▶ **Listed entries**:
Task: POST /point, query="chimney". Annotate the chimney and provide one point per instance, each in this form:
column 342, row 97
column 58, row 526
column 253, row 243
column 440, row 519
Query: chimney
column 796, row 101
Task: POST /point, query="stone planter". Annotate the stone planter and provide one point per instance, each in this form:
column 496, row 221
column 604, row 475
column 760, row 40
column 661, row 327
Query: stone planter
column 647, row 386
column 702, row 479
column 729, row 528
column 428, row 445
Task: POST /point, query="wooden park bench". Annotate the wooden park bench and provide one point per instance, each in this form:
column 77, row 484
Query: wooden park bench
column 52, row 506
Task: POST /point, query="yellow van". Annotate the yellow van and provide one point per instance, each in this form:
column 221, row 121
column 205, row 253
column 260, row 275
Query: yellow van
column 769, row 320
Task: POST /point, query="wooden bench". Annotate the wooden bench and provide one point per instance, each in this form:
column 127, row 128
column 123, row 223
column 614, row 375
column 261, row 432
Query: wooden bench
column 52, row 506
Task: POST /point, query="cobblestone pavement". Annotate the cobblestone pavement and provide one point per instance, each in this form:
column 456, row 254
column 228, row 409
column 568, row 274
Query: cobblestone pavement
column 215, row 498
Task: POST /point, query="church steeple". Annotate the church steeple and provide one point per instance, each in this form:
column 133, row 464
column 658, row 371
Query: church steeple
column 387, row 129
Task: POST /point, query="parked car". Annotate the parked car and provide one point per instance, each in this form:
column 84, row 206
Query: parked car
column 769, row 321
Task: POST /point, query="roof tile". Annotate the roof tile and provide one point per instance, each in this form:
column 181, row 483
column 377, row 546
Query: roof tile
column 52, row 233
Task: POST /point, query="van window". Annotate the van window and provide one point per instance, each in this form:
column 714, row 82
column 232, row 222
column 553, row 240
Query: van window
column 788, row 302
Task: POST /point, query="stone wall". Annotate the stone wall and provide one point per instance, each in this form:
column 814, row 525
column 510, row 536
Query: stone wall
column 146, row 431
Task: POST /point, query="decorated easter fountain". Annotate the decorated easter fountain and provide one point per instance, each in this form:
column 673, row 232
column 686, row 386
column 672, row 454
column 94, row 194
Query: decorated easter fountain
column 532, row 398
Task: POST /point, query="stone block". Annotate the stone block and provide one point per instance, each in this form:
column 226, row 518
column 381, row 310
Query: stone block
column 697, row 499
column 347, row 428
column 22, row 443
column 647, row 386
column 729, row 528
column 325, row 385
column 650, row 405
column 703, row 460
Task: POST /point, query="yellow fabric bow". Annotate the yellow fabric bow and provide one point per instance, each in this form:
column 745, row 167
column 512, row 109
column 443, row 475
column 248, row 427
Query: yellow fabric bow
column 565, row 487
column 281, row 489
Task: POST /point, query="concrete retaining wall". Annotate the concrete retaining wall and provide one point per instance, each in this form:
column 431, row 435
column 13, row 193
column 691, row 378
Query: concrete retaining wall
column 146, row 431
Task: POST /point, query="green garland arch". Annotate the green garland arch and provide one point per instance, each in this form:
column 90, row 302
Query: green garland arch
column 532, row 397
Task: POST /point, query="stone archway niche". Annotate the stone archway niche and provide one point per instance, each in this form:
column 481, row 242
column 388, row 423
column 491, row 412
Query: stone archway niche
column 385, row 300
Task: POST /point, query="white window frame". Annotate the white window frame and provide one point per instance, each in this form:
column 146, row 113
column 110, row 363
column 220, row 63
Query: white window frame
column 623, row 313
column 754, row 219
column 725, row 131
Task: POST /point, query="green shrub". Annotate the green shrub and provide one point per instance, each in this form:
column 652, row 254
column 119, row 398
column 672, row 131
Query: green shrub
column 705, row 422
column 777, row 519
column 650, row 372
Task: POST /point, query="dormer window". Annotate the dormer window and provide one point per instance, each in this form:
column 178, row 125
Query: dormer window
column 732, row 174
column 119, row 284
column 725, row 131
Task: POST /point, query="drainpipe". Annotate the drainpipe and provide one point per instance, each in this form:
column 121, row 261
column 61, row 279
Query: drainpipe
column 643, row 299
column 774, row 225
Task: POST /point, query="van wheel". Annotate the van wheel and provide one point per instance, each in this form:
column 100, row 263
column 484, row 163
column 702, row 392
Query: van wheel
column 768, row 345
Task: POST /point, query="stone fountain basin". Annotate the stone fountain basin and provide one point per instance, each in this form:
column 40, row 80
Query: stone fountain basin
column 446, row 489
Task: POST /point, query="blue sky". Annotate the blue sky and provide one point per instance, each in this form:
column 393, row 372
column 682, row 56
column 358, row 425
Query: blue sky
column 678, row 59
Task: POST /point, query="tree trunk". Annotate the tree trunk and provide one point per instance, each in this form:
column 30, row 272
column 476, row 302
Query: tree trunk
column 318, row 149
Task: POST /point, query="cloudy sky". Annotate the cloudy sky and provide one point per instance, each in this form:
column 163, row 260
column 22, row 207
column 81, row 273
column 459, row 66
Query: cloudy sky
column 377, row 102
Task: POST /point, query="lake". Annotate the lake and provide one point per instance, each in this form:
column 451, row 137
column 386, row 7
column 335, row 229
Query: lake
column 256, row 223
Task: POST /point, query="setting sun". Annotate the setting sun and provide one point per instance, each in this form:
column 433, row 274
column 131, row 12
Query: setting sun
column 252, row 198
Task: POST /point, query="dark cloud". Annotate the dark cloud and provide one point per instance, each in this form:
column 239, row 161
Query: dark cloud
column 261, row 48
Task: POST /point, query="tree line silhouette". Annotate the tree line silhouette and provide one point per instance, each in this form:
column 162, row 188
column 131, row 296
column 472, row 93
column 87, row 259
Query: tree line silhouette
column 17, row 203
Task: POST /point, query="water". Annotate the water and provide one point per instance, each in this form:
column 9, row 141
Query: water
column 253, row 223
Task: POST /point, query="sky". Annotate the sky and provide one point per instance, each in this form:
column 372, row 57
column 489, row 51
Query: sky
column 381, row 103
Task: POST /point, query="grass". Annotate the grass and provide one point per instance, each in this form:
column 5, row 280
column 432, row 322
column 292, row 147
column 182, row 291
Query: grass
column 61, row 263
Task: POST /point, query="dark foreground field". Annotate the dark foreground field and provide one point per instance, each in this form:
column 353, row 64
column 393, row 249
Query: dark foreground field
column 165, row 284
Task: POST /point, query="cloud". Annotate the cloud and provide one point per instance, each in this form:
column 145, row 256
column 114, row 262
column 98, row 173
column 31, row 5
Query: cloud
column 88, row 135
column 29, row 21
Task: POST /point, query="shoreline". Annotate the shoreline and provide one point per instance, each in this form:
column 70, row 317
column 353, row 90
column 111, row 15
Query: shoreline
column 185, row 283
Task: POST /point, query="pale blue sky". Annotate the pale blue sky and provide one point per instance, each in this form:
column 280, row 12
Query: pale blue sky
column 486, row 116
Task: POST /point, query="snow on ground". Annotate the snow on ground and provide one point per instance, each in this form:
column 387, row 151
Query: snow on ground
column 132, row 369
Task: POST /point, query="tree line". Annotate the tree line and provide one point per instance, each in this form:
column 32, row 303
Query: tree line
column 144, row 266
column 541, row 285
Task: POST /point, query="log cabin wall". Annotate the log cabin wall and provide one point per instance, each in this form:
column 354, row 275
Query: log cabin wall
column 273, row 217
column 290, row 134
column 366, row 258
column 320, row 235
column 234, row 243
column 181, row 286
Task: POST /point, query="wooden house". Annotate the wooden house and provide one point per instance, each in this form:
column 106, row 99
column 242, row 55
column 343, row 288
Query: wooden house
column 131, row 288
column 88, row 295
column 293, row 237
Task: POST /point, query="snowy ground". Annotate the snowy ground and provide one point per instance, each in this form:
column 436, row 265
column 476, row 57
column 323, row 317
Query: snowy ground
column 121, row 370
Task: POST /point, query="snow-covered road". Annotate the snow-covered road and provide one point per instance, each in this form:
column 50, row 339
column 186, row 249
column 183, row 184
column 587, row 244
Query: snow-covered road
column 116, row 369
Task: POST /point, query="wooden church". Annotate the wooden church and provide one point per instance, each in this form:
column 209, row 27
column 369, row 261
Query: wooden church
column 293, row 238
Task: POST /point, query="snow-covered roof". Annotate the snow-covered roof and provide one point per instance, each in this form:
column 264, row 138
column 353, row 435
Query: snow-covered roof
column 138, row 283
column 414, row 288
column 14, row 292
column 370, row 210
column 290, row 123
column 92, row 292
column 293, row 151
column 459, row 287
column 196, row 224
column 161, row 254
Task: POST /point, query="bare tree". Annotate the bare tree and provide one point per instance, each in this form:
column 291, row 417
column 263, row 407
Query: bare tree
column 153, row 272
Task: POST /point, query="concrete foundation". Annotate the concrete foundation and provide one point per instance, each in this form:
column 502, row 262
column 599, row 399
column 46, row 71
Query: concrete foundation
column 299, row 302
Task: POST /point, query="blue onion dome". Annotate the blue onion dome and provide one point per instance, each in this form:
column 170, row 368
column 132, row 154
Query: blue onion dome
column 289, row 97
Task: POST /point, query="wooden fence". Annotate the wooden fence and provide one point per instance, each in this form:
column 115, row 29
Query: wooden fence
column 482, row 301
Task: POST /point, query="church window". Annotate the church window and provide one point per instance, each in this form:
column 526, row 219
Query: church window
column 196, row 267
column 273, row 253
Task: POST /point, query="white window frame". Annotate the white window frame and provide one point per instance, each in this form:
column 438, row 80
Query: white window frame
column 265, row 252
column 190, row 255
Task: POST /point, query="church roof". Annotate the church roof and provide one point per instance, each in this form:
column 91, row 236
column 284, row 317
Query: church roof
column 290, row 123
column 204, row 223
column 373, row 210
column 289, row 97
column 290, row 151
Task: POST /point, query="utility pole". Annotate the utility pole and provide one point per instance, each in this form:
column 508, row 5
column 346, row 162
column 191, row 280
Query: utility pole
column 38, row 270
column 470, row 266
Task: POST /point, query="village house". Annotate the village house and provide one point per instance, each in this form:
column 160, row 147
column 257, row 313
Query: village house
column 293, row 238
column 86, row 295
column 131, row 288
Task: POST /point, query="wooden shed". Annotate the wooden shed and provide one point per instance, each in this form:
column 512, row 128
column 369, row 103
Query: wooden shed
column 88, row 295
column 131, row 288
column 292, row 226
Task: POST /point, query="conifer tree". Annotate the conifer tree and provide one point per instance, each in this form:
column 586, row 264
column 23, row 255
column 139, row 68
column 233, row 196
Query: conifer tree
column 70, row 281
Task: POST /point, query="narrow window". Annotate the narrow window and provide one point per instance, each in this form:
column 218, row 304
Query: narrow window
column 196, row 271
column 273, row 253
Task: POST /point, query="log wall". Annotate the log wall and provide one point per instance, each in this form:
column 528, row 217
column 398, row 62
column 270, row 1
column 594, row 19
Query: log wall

▶ **Try it**:
What you give back should be only the lines of the records above, starting at the line with "column 253, row 243" and ending at the line with "column 661, row 327", restated word for word.

▶ **Answer to the problem**:
column 253, row 243
column 440, row 519
Query: chimney
column 796, row 101
Task: POST /point, query="stone planter". Annotate the stone planter and provide one point per instance, each in this form:
column 496, row 221
column 604, row 475
column 760, row 40
column 661, row 327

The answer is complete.